EXERCISE INSTRUCTIONS ▸ Your task is to repeat the records exactly from the line containing "reflection of tree" onward, through the final line.

MATERIAL SUPPLIED ▸
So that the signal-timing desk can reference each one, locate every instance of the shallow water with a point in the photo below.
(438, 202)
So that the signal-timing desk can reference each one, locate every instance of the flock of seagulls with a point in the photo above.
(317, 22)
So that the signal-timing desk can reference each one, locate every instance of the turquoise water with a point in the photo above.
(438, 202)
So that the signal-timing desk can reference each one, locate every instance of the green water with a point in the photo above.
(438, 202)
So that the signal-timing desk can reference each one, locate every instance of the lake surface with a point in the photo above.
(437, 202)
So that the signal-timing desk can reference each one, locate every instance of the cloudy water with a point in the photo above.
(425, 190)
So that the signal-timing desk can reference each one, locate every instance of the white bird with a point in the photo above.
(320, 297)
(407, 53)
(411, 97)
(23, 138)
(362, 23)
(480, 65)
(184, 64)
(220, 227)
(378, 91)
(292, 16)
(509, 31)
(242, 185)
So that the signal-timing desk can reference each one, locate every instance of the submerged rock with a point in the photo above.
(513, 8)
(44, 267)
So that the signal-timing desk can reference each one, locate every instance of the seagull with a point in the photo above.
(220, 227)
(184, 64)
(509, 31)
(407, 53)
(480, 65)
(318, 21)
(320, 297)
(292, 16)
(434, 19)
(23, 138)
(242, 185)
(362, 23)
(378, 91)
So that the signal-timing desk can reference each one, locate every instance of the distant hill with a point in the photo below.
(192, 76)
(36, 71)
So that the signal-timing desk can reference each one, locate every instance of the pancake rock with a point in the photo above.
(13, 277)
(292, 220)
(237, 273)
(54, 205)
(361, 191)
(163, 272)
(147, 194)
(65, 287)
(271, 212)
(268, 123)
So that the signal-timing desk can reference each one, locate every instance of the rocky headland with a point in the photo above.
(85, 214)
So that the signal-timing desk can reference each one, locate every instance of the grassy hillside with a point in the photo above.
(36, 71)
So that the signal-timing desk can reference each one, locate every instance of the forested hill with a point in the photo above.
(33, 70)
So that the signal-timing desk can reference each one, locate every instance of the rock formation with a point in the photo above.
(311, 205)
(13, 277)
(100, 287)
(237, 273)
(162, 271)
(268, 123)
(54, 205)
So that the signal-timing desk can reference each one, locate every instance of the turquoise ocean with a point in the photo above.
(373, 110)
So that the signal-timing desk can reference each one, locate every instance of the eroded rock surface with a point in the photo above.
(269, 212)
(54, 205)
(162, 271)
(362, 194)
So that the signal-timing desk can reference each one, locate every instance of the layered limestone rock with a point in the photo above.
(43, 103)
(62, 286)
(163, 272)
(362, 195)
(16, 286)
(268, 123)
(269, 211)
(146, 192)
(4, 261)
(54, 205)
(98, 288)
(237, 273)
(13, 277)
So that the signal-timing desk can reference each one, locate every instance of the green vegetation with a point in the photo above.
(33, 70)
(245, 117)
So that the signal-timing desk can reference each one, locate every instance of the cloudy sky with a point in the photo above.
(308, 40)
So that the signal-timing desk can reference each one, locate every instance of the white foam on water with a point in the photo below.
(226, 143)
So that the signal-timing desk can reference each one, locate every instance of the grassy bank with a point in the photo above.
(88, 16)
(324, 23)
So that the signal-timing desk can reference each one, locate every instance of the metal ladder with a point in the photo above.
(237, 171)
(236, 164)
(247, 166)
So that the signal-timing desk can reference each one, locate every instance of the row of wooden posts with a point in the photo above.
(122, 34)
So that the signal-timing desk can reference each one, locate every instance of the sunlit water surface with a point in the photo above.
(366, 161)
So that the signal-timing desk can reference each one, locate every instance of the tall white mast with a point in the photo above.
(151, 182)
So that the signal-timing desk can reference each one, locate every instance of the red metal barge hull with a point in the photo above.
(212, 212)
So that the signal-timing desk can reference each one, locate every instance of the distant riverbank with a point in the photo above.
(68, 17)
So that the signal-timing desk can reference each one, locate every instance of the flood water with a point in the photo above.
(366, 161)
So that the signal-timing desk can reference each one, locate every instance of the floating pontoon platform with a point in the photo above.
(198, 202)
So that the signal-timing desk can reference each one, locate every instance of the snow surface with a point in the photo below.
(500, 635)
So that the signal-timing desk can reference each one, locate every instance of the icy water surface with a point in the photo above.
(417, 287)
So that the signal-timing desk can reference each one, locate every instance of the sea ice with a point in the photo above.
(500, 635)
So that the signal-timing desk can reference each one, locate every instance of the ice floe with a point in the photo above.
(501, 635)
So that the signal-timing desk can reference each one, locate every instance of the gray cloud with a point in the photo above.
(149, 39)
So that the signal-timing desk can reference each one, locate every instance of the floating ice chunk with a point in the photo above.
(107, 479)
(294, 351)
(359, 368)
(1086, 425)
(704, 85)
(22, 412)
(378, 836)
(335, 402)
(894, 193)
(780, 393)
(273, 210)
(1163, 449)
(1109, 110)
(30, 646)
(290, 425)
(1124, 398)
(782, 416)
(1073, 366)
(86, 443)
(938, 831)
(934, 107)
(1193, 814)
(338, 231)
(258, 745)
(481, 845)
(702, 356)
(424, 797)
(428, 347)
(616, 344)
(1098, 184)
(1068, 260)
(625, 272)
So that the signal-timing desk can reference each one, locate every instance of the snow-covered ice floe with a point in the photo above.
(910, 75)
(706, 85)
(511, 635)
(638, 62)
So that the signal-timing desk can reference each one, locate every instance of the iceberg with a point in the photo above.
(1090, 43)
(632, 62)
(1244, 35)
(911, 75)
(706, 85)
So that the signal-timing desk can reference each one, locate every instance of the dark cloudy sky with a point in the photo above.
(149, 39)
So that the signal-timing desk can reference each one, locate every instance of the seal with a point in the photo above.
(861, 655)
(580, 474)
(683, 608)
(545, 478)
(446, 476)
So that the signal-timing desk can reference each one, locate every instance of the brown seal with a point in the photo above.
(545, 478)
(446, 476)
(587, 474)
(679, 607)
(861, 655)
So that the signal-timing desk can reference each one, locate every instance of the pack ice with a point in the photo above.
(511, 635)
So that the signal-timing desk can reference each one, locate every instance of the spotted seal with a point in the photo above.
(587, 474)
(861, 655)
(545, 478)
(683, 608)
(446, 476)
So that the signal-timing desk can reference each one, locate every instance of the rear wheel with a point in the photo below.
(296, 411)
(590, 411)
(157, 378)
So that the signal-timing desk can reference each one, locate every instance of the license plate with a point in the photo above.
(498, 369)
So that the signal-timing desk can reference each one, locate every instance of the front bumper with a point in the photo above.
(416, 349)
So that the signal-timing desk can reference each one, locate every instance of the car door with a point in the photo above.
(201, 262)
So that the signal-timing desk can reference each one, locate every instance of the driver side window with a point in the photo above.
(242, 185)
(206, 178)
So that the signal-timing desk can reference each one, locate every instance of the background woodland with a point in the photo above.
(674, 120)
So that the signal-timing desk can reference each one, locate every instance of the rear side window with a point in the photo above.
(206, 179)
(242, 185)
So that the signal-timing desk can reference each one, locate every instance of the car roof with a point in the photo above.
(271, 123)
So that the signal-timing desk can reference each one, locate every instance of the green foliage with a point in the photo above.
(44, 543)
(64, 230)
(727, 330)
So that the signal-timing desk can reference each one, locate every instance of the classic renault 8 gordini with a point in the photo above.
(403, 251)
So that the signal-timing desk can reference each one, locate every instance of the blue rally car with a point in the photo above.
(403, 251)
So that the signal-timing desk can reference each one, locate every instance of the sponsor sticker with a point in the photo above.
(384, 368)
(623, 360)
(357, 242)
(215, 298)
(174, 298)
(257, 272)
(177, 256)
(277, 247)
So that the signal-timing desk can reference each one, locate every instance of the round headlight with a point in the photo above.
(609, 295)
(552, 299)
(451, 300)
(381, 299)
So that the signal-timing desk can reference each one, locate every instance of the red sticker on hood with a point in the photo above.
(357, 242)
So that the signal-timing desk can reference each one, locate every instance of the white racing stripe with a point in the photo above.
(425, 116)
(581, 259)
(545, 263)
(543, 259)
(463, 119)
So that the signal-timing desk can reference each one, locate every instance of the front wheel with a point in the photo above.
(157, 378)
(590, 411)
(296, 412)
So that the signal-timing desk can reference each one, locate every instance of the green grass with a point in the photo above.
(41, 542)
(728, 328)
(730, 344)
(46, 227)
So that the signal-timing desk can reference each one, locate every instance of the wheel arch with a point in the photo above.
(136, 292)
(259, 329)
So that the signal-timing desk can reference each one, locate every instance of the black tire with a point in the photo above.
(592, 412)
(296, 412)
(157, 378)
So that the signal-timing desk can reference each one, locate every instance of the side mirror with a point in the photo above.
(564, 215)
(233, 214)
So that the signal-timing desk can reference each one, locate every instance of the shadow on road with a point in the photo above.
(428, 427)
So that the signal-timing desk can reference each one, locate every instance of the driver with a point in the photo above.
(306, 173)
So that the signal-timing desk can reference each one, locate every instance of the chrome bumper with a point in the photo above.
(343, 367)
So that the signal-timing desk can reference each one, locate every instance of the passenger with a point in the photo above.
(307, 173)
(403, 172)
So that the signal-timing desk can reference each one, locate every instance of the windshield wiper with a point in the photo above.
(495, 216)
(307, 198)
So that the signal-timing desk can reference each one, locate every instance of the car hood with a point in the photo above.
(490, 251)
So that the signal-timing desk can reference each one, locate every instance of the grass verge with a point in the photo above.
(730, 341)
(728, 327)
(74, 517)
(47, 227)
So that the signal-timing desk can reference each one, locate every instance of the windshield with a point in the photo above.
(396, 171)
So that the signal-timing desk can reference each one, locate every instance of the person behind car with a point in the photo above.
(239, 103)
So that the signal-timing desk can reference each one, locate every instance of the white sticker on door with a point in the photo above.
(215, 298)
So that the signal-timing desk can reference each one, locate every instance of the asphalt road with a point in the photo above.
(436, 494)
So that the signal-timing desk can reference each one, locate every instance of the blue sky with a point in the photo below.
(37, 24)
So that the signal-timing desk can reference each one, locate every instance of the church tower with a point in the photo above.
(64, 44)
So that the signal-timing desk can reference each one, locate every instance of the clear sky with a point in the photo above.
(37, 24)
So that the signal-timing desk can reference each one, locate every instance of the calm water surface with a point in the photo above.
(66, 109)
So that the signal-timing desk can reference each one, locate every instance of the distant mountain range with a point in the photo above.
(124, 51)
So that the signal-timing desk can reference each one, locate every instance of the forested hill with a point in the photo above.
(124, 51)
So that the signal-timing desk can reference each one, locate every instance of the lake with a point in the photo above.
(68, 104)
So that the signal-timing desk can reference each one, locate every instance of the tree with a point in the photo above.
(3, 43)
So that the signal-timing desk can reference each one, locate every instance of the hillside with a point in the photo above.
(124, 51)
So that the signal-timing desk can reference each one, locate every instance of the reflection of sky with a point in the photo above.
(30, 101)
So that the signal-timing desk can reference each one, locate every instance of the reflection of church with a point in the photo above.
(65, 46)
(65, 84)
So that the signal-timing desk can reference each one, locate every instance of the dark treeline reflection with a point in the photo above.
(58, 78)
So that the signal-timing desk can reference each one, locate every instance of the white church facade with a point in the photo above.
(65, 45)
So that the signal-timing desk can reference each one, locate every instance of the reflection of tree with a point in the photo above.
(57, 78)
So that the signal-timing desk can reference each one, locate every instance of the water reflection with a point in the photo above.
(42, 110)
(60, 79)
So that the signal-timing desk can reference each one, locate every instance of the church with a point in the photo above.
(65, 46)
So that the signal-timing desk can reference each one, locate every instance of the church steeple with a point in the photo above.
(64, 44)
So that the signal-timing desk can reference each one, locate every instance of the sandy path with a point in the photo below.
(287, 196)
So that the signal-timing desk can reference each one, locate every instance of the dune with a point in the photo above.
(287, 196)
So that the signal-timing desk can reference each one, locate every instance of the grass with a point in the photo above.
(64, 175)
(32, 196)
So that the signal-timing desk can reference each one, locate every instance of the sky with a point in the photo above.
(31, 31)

SOLVED EXERCISE ▸
So that the signal-timing desk can reference each one, locate every instance of the reflection of tree with a point in the photo above.
(57, 78)
So that the signal-timing desk can reference each one, locate every instance of the water reflection with a point in the photo above.
(42, 110)
(60, 79)
So that the signal-timing desk can reference each one, locate every instance of the church with a point in the photo above.
(65, 46)
So that the signal-timing desk can reference each one, locate every instance of the church steeple with a point in the photo above.
(64, 44)
So that the signal-timing desk can reference each one, locate every instance of the sandy path with a point in the photo below.
(287, 196)
So that the signal-timing desk can reference each one, locate every instance of the dune with a point in the photo above.
(287, 196)
So that the signal-timing desk can reference each one, locate every instance of the grass with a point in the photo above.
(64, 175)
(32, 196)
So that the signal-timing desk can reference each one, locate every instance of the sky with a point in the photo above.
(31, 31)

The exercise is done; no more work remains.